**What to do**
Could the lines from the one with "A point belongs on each instance of the concrete" through the end of the listing be restated exactly, with nothing else included?

Data extracted from a collection:
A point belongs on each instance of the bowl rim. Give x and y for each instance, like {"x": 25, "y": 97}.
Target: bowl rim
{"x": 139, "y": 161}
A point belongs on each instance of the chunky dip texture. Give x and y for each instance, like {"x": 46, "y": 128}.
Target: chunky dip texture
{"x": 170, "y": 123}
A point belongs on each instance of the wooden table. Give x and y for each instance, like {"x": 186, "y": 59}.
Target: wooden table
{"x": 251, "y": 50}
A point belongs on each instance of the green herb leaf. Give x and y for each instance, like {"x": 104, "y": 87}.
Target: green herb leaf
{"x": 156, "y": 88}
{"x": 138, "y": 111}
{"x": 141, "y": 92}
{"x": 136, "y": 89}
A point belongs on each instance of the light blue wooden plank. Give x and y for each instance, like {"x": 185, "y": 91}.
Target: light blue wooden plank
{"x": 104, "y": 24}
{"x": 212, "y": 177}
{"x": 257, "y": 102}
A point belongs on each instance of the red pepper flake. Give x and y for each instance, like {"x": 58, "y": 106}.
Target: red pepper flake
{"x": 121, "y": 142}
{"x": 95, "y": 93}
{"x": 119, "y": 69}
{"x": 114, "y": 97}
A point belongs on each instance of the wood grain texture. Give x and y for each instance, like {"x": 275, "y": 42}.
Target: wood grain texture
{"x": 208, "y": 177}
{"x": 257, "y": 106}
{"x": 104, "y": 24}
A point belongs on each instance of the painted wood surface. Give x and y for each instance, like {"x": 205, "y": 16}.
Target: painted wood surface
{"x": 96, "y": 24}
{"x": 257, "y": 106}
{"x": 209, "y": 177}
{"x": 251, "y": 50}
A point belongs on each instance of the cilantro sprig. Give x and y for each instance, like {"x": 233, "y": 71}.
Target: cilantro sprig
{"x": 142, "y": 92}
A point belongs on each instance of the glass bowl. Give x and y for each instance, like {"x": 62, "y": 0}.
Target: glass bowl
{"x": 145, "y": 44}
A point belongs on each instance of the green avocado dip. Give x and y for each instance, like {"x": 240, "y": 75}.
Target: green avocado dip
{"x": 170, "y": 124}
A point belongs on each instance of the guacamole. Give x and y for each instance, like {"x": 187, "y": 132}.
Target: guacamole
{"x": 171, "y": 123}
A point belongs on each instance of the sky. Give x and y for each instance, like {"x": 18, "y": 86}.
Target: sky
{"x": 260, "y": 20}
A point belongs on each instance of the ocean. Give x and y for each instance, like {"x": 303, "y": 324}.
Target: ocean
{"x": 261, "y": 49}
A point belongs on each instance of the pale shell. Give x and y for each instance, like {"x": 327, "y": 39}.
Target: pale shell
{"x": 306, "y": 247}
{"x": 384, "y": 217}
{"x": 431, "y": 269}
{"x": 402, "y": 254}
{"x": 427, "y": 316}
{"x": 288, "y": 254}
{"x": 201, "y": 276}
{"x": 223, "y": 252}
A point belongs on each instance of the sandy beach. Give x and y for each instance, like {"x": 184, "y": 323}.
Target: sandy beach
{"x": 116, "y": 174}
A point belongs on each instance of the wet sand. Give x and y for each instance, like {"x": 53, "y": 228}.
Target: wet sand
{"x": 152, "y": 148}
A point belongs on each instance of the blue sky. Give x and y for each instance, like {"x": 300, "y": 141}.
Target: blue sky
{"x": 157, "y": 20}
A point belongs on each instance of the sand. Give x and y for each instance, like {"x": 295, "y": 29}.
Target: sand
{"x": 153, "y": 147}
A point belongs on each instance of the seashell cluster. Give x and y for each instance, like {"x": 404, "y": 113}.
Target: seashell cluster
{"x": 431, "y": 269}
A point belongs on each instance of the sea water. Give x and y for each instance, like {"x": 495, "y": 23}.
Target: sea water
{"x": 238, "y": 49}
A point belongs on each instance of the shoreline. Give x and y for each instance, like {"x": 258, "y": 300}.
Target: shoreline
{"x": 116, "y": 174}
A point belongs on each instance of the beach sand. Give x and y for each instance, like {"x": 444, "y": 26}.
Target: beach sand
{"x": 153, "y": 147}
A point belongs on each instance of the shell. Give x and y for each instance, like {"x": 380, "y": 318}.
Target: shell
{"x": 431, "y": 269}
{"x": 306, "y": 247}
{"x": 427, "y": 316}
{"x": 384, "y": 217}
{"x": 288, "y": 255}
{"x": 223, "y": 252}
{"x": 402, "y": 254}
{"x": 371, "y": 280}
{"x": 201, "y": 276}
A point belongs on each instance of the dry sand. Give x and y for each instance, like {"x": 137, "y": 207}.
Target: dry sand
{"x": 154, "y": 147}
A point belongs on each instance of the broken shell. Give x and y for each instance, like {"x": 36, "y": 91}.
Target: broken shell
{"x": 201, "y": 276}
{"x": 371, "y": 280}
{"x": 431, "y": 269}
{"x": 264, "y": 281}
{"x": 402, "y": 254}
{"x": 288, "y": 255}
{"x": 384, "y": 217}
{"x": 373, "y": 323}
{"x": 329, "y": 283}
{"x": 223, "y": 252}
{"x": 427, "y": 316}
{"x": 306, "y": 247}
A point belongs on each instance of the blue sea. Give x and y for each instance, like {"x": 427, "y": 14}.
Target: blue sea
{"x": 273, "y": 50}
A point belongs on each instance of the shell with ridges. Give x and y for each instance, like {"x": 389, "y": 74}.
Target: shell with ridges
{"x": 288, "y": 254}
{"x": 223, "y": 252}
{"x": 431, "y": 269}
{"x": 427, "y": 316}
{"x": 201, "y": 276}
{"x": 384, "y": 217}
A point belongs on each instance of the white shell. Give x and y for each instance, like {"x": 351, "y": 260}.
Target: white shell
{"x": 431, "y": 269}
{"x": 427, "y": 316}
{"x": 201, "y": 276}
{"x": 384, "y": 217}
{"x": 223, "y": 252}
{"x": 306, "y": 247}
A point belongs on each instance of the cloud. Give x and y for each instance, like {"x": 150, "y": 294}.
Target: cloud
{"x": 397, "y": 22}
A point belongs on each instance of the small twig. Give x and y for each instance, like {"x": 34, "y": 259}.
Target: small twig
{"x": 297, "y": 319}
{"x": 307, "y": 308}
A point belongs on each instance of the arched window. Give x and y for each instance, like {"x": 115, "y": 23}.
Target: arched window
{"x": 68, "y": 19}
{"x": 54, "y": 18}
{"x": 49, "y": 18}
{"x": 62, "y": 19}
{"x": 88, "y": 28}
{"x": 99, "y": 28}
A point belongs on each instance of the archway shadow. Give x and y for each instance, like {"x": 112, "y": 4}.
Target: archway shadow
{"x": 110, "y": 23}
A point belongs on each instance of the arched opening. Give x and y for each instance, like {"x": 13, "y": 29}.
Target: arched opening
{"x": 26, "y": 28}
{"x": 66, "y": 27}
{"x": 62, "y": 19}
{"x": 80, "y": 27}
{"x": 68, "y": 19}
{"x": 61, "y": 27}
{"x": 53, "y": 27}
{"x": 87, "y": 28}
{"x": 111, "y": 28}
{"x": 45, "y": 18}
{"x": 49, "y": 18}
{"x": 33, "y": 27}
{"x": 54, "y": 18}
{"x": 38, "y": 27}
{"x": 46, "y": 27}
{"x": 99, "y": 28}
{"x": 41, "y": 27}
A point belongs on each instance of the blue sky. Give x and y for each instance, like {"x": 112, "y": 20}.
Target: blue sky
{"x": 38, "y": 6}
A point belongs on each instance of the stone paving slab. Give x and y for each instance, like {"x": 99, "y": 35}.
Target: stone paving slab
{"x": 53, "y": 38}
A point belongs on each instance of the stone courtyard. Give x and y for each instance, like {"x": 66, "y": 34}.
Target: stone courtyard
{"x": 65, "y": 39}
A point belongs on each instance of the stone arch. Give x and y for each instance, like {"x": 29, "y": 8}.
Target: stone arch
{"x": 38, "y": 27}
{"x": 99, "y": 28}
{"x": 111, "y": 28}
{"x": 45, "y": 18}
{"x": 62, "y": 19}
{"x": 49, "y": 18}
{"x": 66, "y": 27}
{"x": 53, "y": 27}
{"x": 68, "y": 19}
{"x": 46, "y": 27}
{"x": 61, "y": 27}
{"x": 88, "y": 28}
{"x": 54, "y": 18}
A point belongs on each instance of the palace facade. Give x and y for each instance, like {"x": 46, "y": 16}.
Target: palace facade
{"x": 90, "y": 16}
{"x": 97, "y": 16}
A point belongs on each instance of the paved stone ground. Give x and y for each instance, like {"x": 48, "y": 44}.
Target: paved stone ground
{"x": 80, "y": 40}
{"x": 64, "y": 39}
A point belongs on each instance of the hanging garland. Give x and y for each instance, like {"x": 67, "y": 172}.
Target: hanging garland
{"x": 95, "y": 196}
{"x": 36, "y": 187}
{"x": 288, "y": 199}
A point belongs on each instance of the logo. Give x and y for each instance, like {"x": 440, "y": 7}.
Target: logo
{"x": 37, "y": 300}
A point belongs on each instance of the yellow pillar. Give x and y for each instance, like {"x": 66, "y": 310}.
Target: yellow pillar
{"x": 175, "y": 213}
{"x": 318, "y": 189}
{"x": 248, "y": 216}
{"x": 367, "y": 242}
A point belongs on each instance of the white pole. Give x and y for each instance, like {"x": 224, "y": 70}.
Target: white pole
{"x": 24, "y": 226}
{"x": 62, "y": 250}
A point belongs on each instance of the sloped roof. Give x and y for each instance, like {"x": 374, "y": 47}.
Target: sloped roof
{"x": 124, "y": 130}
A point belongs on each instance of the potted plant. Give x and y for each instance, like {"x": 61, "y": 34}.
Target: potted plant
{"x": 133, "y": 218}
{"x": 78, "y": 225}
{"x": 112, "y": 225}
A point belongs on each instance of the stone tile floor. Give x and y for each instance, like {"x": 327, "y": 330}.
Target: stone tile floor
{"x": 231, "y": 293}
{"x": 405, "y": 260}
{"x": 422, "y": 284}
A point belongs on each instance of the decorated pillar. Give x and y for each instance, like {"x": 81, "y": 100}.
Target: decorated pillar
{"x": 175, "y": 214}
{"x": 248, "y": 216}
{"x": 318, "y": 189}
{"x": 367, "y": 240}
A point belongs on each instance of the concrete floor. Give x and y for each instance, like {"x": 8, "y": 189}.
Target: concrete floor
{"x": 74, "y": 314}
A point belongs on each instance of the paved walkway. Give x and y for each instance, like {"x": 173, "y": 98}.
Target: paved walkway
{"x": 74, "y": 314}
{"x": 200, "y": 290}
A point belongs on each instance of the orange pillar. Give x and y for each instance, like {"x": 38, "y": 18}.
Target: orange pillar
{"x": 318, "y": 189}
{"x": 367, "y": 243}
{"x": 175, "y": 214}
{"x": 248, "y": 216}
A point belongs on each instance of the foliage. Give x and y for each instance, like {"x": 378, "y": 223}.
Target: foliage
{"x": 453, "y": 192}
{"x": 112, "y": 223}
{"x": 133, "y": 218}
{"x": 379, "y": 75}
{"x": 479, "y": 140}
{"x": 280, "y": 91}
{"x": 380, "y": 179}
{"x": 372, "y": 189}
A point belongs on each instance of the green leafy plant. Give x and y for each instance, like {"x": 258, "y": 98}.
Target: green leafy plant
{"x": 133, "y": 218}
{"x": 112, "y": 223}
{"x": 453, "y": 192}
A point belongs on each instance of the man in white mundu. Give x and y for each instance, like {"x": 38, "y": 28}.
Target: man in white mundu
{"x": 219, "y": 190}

**Answer**
A point belongs on each instance of the concrete floor. Give x and y for each instance, like {"x": 8, "y": 189}.
Target: concrete floor
{"x": 74, "y": 314}
A point belongs on each instance of the paved walkway. Give x and y for each instance, like {"x": 173, "y": 98}.
Target: paved walkway
{"x": 74, "y": 314}
{"x": 200, "y": 290}
A point belongs on each instance of the orange pillar. Give x and y for each instance, like {"x": 38, "y": 18}.
Target: orange pillar
{"x": 318, "y": 189}
{"x": 367, "y": 243}
{"x": 175, "y": 214}
{"x": 248, "y": 216}
A point belongs on each instance of the foliage. Give x and y for each instance, like {"x": 378, "y": 223}.
Target: foliage
{"x": 453, "y": 192}
{"x": 112, "y": 223}
{"x": 133, "y": 218}
{"x": 379, "y": 75}
{"x": 479, "y": 140}
{"x": 280, "y": 91}
{"x": 380, "y": 179}
{"x": 372, "y": 189}
A point belongs on each instance of the green leafy plant. Give x and y for each instance, like {"x": 258, "y": 98}.
Target: green leafy plant
{"x": 133, "y": 218}
{"x": 112, "y": 223}
{"x": 453, "y": 192}
A point belongs on each instance of the man in white mundu. Give x and y for each instance, like {"x": 38, "y": 28}.
Target: man in white mundu
{"x": 219, "y": 190}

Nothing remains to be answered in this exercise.